WHAT THE EXERCISE ASKS
Could you render the lines below, from the line with "instance: [(36, 435)]" to the line with "438), (444, 164)]", as a Markdown table with a Row column holding the row number and a Line column holding the line, leaving out blank lines?

[Excerpts of pointing data]
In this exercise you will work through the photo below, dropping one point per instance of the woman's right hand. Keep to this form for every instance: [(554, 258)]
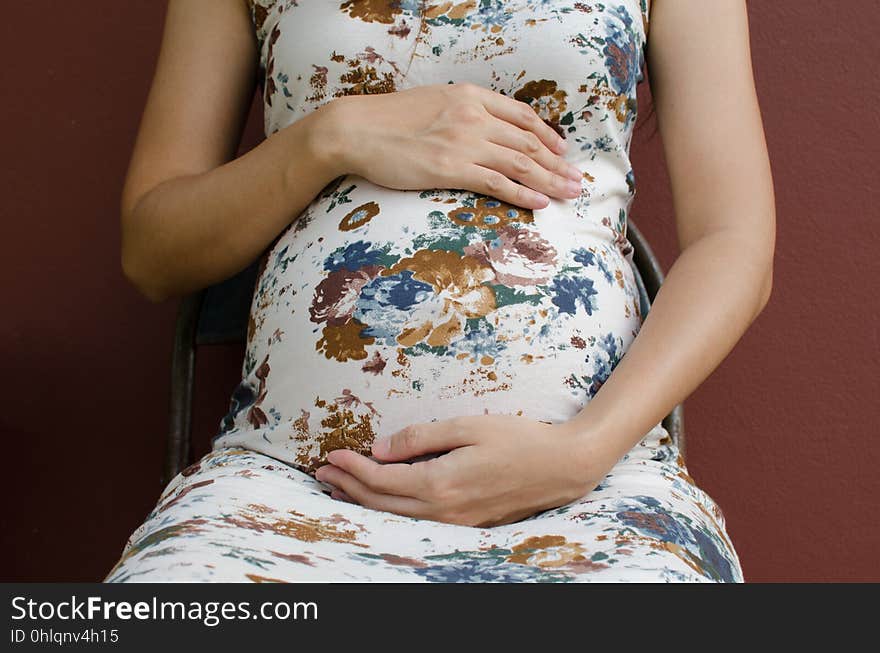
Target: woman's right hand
[(453, 136)]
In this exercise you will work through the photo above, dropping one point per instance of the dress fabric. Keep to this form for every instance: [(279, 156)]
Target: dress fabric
[(377, 308)]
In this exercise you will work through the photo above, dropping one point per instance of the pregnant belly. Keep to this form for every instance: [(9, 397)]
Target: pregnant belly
[(379, 308)]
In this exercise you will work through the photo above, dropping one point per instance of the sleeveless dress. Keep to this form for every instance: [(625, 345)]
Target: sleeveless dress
[(377, 308)]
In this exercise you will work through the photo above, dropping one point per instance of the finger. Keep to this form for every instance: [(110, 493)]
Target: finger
[(510, 136), (363, 495), (520, 166), (522, 115), (399, 478), (493, 183), (339, 495), (423, 438)]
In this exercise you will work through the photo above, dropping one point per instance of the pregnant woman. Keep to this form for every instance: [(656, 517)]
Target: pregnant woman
[(447, 375)]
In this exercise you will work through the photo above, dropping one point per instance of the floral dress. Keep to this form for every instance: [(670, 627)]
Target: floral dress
[(377, 308)]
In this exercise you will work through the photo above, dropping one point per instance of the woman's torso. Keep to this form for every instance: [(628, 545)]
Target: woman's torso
[(377, 307)]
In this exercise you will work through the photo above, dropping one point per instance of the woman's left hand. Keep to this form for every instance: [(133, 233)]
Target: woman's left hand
[(498, 469)]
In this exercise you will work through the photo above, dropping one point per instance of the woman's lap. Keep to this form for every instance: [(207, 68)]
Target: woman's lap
[(239, 515)]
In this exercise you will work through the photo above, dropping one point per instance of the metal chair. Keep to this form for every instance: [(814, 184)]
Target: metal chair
[(219, 315)]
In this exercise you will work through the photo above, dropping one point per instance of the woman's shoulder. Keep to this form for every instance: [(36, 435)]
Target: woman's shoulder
[(261, 11)]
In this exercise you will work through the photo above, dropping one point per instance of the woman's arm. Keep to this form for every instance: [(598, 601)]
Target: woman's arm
[(703, 87), (191, 216)]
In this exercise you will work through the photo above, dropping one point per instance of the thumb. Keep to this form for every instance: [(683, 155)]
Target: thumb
[(420, 439)]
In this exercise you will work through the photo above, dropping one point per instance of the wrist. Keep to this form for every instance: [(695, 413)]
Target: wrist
[(590, 450), (326, 138)]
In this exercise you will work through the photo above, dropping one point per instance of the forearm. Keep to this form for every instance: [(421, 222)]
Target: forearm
[(714, 291), (194, 230)]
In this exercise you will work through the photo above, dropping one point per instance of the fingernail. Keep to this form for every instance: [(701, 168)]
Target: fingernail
[(381, 446)]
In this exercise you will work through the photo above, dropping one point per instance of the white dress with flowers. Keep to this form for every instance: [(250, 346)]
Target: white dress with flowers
[(377, 308)]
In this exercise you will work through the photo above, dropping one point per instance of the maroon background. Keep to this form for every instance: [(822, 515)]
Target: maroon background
[(783, 434)]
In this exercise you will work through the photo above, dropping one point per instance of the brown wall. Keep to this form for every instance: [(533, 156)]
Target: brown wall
[(783, 434)]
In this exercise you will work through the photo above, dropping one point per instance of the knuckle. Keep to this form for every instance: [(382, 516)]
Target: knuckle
[(533, 143), (521, 162), (494, 182), (528, 114), (467, 113), (466, 89), (409, 438), (444, 164)]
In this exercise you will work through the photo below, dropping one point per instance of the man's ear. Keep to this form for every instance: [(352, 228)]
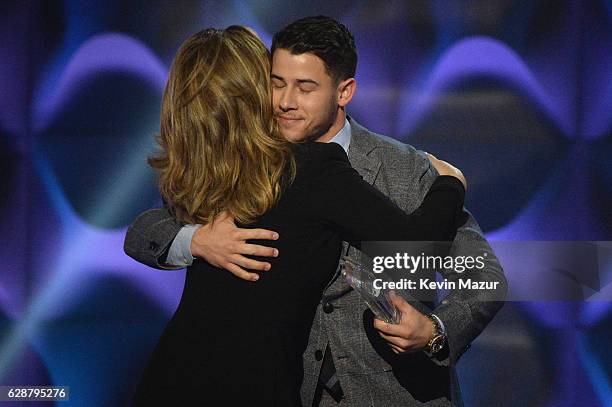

TASK OUTPUT
| Row | Line |
|---|---|
| 1 | In this exercise you will work through the photo above, dropping one point per instance of the woman's shoulder. Keep to this form for every instance: [(36, 435)] |
| 2 | Target: woman's shoulder |
| 3 | [(261, 11)] |
| 4 | In this exercise you will work through the photo above, dropping one point per instance of the woman's arm. Keep to this form for every instance: [(598, 601)] |
| 5 | Target: woman's arm |
| 6 | [(703, 87), (191, 216)] |
| 7 | In this exercise you will work through the photo above, dropping one point per instance of the thumb. Keep to this form for every instance: [(683, 155)] |
| 8 | Target: thumb |
| 9 | [(420, 439)] |
| 10 | In this exercise you will work through the photo above, dropping one point per instance of the wrist. Keep to this form for every instance: [(695, 413)] |
| 11 | Target: wrist |
| 12 | [(590, 450), (326, 138)] |
| 13 | In this exercise you will work through the photo above, dropping one point per instance of the forearm. Keep to this form for every instance: [(421, 222)] |
| 14 | Target: forearm |
| 15 | [(714, 291), (194, 230)] |
| 16 | In this exercise you will work through the photo above, dropping one point per instance of the fingernail. Keep to this form for every instance: [(701, 168)] |
| 17 | Target: fingernail |
| 18 | [(381, 446)] |
| 19 | In this exercise you will work through the photo above, dropping one point per instance of the white dress with flowers. Keep to this form for every instance: [(250, 346)] |
| 20 | Target: white dress with flowers |
| 21 | [(377, 308)] |
| 22 | In this exercise you will work through the photo above, dropping one point per instance of the maroon background. Keep to this form for every instance: [(822, 515)] |
| 23 | Target: maroon background |
| 24 | [(783, 434)] |
| 25 | In this exercise you will work through the photo above, dropping one point per instance of the brown wall. Keep to this form for every instance: [(533, 156)] |
| 26 | Target: brown wall |
| 27 | [(783, 434)] |
| 28 | In this exercise you will work through the photo above, dropping one point per instance of the knuckle. Keep to this form for every instance: [(382, 516)] |
| 29 | Target: knuckle |
| 30 | [(533, 143), (521, 162), (494, 182), (528, 114), (467, 113), (466, 89), (409, 438), (444, 164)] |